Il diritto di esistere
Ho letto in giro che ci sono piante che vivono tranquille per
un secolo e oltre, fioriscono una sola volta e poi muoiono stremate
dallo sforzo. Ce ne sono altre che fioriscono meravigliosamente
ogni tot di anni, ed è una grande festa di emozione e
gioia per chi se ne prende cura: mi è sembrato di essere
proprio uno di questi giardinieri appassionati e pazienti quando
ho appoggiato le orecchie sul nuovo lavoro di Kurkuma (Il
diritto di esistere, cd autoprodotto 2019) e mi sono lasciato
portare alla deriva. Quello precedente era stato pubblicato
ventidue anni fa (vedi “A” 239): allora mi aveva
colpito la lontananza del progetto da tutto e da tutti, sforzo
artistico di un collettivo indipendente in senso davvero radicale
che rivendicava quel suo esistere creativo fieramente “lontano
dalle discoteche allestite come centrisociali e dai centrisociali
allestiti come discoteche”.
È evidente che a dispetto di chi ci vuole male il progetto
è andato avanti: forte del suo stile-che-stile-non-è
(e che chiamerei meticciato sonoro, frutto di improvvisazione
e spontaneità attorno a molti e diversi linguaggi e altrettante
ispirazioni) il gruppo si è mantenuto piuttosto stabile
nonostante i venti contrari e ha praticato quelle rotte di navigazione
che gli sono proprie tenendosi a distanza di sicurezza dalle
sirene e dalle secche. Ma c'è qualcosa che proprio non
mi va in questa frase che ho appena scritto: ho pensato a Kurkuma
come a una barca sul fiume, invece mi accorgo che Kurkuma è
il fiume: ha alternato lunghe fasi tranquille a piene improvvise
- come questa uscita - capaci di scavalcare gli argini e rovinare
in strada intralciando il traffico, più spesso scendendo
silenzioso in profondità come fanno i fiumi carsici che
improvvisamente a distanza ritornano all'aperto in risorgiva.
==*==
Per favore rispondi a queste domande sull'estratto dedicato a Kurkuma, numerando le risposte allo stesso modo:
1. In che anno è uscito il cd "Il diritto di esistere"?
2. Quanti anni prima era stato pubblicato il lavoro precedente?
3. A quali fiumi viene paragonato Kurkuma quando scende silenzioso in profondità?
Le righe non hanno alcun ruolo in questo esercizio.

▸ Righe fornite:
==*==
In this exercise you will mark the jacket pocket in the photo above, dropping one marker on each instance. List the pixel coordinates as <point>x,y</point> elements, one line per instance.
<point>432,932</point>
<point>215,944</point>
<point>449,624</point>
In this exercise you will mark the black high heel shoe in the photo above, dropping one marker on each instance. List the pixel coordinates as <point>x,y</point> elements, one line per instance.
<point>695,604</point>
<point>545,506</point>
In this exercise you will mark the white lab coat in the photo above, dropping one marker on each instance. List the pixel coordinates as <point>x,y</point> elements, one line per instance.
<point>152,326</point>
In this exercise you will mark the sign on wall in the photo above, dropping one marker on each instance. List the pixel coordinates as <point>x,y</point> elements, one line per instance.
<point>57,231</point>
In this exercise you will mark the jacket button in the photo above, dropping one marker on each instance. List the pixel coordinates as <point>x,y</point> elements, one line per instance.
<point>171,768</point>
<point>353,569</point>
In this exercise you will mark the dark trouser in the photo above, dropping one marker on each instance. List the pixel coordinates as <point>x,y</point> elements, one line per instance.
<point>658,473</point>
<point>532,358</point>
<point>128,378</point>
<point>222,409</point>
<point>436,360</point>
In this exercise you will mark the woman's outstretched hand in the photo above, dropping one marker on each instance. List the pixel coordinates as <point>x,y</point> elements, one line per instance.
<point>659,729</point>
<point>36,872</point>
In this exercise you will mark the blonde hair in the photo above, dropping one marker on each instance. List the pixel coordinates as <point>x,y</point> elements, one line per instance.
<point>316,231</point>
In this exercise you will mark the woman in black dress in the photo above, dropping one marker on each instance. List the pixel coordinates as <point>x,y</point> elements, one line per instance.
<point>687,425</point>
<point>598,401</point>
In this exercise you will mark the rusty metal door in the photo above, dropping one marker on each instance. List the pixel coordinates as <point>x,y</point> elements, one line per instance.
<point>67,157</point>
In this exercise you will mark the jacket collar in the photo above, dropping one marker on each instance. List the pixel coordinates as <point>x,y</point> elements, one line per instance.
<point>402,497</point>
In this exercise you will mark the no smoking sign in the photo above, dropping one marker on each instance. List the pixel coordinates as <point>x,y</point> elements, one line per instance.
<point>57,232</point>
==*==
▸ Soluzione:
1. Nel 2019.
2. Ventidue anni prima.
3. Ai fiumi carsici.